According to the account of a hard-fought battle with cancer below, on what date was Heather diagnosed with malignant pleural mesothelioma?

::: EXTRACT TO READ

Thank you Cameron for working so hard to get your message of hope out to the ones that need to hear it.  We know a little bit about that too.

Ladies and Gentlemen may I present Cameron!

A Hard Fought Battle with Cancer

My world was shattered on November 21, 2005, the day my wife Heather was diagnosed with malignant pleural mesothelioma.  It was the day I became more than a husband and a father to a 3-month-old daughter.  I became a caregiver to my precious wife, and together we began a long and difficult journey to save her life.

We were the proud parents of lovely newborn Lily, both of us employed at jobs we enjoyed, in a home we had built together.  Now, all of that was at risk -- my Heather could die and I would be left alone, my daughter left motherless.  After we received the diagnosis, we were given a handful of treatment options that might be able to help Heather.  Of all the options presented to us, one in particular stood out.  It was a doctor in Boston named David Sugarbaker, who specialized in treating this rare and deadly cancer.  The choice was easy, and I told the doctor to get us to Boston as soon as possible.

From that point forward, our lives were chaotic. Heather was unable to work, and I had to scale back to part time in order to care for her.  Our schedules revolved around doctor appointments, traveling to and from Boston and taking care of Lily.  We lost all semblance of the life we had known, now warriors against an invisible and destructive enemy.   

I was lost, unsure how to balance the demands of a household, a young child, a seriously ill wife and a job.  My new responsibilities, coupled with the crushing fears and anxiety over what could happen weighed me down more and more each day, and I quickly became overwhelmed.  Luckily, I found out quickly that I did not need to fight this battle alone.

::::::
::: STUDY MATERIAL

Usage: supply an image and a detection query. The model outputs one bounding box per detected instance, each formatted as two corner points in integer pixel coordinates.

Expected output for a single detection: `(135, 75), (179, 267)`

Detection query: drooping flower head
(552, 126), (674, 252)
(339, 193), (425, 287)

::::::

▶ _SOLVED PROBLEM_
November 21, 2005.